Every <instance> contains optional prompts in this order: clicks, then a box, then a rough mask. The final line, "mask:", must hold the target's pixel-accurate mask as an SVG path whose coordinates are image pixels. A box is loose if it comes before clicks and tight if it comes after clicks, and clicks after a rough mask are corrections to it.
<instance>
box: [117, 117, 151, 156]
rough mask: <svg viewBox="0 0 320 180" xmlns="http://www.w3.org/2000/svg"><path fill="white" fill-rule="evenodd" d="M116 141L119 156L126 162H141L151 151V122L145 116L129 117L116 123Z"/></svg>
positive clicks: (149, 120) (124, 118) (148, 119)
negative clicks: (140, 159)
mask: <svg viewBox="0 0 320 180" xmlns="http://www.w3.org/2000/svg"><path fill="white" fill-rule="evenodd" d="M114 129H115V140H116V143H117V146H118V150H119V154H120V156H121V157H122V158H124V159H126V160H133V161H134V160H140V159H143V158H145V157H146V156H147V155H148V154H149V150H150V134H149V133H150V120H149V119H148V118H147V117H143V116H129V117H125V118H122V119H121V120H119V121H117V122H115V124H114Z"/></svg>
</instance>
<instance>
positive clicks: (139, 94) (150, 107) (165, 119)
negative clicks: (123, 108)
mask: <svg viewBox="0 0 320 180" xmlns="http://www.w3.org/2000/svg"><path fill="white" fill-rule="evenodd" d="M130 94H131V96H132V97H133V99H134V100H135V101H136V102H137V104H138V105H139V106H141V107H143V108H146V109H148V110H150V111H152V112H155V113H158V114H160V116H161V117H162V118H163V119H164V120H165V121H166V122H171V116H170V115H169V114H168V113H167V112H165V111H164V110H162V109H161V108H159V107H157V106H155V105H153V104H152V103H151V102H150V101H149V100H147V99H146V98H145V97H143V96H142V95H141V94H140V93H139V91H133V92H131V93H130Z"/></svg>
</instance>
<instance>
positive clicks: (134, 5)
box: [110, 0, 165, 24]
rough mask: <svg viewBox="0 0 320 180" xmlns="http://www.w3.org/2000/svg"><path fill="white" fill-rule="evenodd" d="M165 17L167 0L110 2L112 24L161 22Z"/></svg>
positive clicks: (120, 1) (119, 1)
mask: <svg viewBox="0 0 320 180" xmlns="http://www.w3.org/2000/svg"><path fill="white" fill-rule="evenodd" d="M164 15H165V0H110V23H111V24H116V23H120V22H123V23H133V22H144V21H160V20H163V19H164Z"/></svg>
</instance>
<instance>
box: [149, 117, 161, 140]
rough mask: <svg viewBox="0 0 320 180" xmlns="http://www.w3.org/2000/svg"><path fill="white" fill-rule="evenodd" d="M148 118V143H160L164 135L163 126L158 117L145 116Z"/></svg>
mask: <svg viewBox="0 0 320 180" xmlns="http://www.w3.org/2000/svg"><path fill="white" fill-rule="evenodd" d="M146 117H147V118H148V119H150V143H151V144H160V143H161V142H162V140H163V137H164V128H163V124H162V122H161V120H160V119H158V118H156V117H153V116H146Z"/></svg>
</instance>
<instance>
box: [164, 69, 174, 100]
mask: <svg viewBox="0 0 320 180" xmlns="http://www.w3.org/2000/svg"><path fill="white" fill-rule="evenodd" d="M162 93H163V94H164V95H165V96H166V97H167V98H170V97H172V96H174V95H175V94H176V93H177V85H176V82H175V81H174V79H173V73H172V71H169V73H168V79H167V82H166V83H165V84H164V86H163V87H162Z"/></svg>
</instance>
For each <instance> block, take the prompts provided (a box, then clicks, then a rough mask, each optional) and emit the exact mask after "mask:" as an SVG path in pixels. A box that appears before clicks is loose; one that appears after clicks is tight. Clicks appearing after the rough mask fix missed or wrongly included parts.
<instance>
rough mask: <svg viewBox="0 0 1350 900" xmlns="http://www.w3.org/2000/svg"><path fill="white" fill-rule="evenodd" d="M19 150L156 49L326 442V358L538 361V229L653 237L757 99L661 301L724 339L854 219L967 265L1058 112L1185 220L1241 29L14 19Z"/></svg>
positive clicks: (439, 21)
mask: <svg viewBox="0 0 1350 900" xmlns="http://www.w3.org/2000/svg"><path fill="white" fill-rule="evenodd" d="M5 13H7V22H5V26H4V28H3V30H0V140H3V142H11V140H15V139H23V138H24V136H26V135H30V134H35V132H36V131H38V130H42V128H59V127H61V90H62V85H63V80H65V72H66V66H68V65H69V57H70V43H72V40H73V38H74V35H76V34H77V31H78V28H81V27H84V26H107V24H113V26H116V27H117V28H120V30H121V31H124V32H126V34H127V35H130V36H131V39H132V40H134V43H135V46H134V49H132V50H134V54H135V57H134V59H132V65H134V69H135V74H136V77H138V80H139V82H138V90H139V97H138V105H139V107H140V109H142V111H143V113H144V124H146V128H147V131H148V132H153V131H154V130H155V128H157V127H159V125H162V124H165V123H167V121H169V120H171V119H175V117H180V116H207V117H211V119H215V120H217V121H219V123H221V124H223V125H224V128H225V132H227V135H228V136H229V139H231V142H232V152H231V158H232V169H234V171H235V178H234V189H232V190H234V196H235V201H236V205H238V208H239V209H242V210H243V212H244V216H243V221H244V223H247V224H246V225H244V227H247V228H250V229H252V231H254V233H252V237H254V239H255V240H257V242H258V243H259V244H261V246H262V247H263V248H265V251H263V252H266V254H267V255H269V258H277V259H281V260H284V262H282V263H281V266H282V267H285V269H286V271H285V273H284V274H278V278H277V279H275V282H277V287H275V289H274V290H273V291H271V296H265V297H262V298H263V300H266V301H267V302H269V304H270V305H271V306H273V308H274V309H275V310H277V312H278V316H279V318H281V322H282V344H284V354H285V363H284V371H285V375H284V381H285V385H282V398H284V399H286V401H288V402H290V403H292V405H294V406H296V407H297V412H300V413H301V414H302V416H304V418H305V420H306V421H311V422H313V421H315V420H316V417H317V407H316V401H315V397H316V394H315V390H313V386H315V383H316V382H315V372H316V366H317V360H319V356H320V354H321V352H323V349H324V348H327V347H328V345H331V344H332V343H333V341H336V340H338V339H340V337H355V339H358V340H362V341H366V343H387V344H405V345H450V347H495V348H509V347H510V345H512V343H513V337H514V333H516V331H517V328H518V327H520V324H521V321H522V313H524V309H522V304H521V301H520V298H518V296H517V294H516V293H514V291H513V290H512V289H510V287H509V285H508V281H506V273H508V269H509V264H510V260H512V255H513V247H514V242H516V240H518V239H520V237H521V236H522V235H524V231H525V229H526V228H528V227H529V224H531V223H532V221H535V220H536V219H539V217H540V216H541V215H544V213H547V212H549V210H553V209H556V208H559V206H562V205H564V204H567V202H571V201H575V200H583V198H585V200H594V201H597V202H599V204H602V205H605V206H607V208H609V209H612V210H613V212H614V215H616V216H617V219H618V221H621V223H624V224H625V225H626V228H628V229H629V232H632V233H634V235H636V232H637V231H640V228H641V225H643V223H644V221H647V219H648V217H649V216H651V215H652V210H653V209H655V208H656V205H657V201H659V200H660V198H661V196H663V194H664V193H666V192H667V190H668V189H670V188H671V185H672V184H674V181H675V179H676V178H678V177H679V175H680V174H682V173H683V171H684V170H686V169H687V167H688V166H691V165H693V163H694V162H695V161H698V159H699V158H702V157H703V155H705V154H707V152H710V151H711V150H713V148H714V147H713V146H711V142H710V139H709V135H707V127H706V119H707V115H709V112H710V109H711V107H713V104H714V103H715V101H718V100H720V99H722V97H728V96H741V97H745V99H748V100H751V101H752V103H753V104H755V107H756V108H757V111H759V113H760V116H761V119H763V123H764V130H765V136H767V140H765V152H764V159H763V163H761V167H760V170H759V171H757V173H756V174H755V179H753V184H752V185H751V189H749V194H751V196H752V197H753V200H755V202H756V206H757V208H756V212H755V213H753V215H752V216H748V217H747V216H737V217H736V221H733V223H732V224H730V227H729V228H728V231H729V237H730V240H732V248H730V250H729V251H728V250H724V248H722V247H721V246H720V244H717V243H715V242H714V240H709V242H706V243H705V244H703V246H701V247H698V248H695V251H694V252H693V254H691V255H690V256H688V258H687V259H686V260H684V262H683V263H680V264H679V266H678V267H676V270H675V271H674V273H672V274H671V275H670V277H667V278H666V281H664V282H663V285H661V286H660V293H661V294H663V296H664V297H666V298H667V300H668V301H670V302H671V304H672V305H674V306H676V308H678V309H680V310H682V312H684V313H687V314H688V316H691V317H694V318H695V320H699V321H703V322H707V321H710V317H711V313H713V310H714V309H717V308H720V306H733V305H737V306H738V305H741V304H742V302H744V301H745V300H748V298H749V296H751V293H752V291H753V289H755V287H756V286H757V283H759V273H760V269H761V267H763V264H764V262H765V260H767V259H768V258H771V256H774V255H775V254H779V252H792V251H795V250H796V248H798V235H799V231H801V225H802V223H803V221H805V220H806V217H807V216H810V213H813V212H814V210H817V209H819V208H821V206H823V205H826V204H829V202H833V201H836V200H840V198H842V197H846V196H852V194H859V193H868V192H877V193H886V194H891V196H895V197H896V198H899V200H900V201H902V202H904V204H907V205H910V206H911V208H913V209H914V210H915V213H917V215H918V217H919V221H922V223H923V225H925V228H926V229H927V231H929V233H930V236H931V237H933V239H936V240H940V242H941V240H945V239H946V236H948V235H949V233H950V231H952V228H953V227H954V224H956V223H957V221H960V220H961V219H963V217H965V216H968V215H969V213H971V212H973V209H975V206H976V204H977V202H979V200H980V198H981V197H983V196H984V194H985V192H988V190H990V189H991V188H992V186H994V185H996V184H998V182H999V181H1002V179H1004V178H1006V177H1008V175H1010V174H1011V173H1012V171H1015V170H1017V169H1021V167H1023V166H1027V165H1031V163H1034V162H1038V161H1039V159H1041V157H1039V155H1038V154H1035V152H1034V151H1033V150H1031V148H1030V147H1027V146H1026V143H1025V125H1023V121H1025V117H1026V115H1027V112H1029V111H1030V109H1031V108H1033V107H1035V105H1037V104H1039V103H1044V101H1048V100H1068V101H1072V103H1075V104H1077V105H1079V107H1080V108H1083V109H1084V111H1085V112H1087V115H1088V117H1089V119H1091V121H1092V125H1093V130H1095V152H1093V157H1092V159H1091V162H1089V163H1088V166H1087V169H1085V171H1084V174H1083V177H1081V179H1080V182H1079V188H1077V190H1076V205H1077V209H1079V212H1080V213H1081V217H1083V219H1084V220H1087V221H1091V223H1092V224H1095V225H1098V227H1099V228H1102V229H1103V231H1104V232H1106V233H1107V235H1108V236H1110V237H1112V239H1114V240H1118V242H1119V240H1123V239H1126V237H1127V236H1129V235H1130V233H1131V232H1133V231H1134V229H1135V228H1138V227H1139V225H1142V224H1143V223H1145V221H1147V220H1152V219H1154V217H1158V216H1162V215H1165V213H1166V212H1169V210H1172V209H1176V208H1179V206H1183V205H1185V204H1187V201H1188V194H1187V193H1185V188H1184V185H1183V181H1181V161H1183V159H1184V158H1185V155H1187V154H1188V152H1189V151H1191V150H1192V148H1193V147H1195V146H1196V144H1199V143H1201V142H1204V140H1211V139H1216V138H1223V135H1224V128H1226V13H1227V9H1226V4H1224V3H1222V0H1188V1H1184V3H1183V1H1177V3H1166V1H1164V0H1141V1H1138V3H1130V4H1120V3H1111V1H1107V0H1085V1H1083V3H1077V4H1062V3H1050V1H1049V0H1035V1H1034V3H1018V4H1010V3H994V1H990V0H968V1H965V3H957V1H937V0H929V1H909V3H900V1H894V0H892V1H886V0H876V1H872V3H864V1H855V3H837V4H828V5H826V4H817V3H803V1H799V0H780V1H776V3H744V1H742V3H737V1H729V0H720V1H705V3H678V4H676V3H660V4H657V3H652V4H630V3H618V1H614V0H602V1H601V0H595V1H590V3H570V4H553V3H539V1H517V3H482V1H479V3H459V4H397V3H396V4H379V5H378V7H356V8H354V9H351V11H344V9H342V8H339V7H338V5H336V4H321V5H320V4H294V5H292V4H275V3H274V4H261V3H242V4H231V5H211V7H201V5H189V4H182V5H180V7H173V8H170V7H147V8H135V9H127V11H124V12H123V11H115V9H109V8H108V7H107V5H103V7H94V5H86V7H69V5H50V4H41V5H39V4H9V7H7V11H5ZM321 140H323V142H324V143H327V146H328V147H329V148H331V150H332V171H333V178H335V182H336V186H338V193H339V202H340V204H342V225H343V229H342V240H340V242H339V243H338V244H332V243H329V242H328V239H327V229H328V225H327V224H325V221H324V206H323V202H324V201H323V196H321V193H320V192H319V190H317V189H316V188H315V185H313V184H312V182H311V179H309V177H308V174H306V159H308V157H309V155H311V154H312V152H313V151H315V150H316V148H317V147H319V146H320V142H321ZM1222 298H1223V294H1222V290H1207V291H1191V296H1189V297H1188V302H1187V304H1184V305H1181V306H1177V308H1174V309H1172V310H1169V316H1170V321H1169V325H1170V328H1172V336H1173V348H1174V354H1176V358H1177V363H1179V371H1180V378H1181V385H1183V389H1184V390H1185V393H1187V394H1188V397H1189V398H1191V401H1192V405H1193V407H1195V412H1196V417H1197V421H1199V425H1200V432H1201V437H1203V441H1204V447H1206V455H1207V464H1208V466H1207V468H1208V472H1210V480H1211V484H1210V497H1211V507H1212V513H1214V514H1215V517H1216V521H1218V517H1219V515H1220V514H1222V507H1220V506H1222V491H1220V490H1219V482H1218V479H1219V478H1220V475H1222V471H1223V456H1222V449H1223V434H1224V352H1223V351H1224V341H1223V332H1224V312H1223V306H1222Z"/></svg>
···
**Problem to work on:** Scan the data above and report each line in which "before" is present.

**Response for this exercise:**
Every <instance> contains optional prompts in this order: clicks, then a box, then a rough mask. The final line, "mask:", must hold the target's pixel-accurate mask as an SVG path whose coordinates are image pixels. A box is loose if it comes before clicks and tight if it comes after clicks, and clicks after a rough mask are corrections to it.
For each <instance> block, take the prompts provided (a box, then clicks, then a rough mask, each optional) and emit the exact mask after "mask:" as an SVG path in pixels. A box that appears before clicks is loose; one that appears after clicks is tight. Clicks appearing after the rough mask fix missed or wrongly included parts.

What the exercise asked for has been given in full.